_Quoted passage_
The Dangerous Rise of India’s ‘Cauliflower’ Meme

Since Prime Minister Narendra Modi and the Hindu nationalist Bharatiya Janata Party (BJP) came to power in 2014, the online space has become central to shaping and amplifying a majoritarian nationalist discourse. Beyond the well-documented BJP troll networks, this dominance has cultivated a distinct Hindu nationalist, or Hindutva, culture that blends hyper-nationalism with irony, dark humor, and coded calls for violence. 

Within this broader ecosystem, an extremist subculture has taken hold, marked by its glorification of brutality against minorities, its rejection of even mainstream political restraint, and its use of meme aesthetics to normalize bigotry. What is especially concerning is how this fringe subculture is increasingly bleeding into the political mainstream. Memes that openly reference violence against minority communities, including the now-viral “cauliflower” meme, have been circulated and celebrated by senior BJP leaders and many party-aligned accounts.

_Study material_

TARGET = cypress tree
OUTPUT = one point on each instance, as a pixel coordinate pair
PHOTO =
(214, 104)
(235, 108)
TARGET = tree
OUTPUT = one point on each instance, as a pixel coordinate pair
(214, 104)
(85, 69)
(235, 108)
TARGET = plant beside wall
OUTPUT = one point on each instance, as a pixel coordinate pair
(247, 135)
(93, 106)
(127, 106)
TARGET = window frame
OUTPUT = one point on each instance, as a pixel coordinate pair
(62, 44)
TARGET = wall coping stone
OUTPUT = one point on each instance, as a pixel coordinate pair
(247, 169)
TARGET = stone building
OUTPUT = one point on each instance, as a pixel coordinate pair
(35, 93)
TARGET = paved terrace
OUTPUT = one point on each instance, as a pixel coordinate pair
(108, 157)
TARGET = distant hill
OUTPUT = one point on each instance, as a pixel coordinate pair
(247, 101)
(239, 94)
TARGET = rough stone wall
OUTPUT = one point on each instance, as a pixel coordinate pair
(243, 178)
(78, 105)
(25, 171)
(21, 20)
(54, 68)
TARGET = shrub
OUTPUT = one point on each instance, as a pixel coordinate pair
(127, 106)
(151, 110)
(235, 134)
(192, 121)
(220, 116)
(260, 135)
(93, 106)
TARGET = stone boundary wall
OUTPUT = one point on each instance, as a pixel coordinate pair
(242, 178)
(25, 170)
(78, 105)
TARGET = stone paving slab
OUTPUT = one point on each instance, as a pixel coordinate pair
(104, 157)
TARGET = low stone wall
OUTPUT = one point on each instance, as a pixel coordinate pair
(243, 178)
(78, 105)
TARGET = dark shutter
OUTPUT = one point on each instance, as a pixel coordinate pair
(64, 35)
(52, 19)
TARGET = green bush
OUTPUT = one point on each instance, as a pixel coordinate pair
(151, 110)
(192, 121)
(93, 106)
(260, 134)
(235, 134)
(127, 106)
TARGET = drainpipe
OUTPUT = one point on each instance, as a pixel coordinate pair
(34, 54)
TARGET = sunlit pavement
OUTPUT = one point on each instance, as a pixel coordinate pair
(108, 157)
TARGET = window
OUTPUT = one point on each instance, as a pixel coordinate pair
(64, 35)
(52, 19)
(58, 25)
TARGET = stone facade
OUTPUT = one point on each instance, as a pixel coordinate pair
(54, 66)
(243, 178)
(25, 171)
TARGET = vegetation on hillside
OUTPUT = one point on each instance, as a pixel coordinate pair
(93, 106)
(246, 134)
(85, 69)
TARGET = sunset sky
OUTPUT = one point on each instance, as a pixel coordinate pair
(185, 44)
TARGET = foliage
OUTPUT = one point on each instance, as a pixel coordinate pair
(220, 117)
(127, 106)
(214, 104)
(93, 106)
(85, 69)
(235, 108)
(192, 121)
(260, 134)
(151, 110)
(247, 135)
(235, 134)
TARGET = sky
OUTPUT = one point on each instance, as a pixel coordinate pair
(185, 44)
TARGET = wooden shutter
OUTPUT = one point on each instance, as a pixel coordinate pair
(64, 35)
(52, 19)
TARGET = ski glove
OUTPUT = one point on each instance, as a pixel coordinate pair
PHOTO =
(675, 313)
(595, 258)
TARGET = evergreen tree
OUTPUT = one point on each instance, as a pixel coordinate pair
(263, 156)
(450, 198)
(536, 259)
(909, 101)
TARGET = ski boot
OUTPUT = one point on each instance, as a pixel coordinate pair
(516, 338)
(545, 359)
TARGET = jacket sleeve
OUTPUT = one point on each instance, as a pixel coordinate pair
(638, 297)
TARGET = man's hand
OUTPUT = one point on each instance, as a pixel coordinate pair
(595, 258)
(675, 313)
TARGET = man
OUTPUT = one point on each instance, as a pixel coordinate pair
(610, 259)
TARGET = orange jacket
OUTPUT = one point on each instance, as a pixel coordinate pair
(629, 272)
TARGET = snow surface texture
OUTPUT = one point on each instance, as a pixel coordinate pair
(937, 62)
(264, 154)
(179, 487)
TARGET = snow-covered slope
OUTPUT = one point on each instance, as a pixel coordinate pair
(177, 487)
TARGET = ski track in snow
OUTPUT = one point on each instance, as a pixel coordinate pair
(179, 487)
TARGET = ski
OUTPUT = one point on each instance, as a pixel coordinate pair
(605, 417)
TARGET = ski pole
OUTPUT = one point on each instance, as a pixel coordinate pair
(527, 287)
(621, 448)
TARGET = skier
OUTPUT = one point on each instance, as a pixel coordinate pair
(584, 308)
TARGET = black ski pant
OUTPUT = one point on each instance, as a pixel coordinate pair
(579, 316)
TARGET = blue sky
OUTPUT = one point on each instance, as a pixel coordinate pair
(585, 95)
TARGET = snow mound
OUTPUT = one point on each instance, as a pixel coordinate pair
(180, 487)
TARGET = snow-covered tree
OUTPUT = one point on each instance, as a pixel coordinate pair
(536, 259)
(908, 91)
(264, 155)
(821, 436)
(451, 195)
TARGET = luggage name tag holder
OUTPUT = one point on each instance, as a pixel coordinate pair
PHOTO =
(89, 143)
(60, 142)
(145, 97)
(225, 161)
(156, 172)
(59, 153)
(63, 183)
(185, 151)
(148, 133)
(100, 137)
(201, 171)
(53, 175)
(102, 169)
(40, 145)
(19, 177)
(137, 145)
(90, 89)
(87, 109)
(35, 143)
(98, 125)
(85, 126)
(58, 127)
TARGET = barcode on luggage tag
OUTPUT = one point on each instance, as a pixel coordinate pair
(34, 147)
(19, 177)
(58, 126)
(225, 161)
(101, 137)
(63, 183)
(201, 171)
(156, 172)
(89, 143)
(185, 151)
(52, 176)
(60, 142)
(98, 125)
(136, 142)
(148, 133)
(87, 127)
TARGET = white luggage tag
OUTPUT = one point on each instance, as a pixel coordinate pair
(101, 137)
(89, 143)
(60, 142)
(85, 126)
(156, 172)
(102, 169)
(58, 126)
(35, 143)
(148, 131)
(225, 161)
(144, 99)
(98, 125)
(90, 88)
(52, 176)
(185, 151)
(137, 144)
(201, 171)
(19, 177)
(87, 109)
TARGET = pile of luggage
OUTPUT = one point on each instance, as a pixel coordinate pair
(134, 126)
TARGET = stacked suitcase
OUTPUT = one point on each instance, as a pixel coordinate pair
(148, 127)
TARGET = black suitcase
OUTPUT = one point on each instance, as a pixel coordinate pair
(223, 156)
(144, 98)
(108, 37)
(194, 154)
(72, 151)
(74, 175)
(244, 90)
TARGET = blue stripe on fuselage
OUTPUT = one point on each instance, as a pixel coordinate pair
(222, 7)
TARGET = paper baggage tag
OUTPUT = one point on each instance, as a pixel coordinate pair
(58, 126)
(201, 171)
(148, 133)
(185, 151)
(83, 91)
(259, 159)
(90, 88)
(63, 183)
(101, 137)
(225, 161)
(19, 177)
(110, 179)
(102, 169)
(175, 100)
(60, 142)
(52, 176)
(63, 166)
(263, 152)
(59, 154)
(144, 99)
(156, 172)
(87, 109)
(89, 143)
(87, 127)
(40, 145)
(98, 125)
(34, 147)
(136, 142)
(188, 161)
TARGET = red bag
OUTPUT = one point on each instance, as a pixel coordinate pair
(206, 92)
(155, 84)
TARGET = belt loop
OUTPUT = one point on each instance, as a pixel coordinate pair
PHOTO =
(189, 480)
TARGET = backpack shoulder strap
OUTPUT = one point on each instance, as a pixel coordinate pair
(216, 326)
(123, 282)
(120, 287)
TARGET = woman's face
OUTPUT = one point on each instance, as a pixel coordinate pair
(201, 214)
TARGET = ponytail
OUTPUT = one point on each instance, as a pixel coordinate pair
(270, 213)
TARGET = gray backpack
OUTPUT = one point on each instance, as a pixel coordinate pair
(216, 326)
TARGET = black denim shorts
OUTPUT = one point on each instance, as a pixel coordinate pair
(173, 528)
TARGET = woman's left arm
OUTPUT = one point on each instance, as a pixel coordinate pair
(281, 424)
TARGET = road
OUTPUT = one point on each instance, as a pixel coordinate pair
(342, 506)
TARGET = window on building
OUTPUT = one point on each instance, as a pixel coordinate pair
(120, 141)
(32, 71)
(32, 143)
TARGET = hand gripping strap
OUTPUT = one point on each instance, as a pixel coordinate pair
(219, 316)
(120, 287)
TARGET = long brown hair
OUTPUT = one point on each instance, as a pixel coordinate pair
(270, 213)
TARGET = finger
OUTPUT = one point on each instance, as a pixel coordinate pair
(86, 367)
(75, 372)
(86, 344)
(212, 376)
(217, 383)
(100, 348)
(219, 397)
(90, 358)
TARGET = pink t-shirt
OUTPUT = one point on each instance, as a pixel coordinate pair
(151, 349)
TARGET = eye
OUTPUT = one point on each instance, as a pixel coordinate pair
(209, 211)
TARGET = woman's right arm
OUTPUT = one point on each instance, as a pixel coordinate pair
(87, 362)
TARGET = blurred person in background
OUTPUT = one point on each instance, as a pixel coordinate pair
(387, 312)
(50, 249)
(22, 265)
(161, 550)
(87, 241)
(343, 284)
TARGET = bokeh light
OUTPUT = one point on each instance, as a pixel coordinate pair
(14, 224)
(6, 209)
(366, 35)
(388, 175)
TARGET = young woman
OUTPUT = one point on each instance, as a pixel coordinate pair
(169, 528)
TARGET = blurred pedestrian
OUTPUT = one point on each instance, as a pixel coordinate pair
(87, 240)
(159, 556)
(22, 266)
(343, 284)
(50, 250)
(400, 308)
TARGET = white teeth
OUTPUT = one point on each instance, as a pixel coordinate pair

_Requirement_
Please answer these questions from the article on the cauliflower meme:
(a) In what year did Narendra Modi and the BJP come to power?
(b) What does the Hindutva culture blend hyper-nationalism with?
(c) Who has circulated and celebrated memes that openly reference violence against minority communities?
You won't need the items for anything here.

_Exercise output_
(a) 2014
(b) Irony, dark humor, and coded calls for violence
(c) Senior BJP leaders and many party-aligned accounts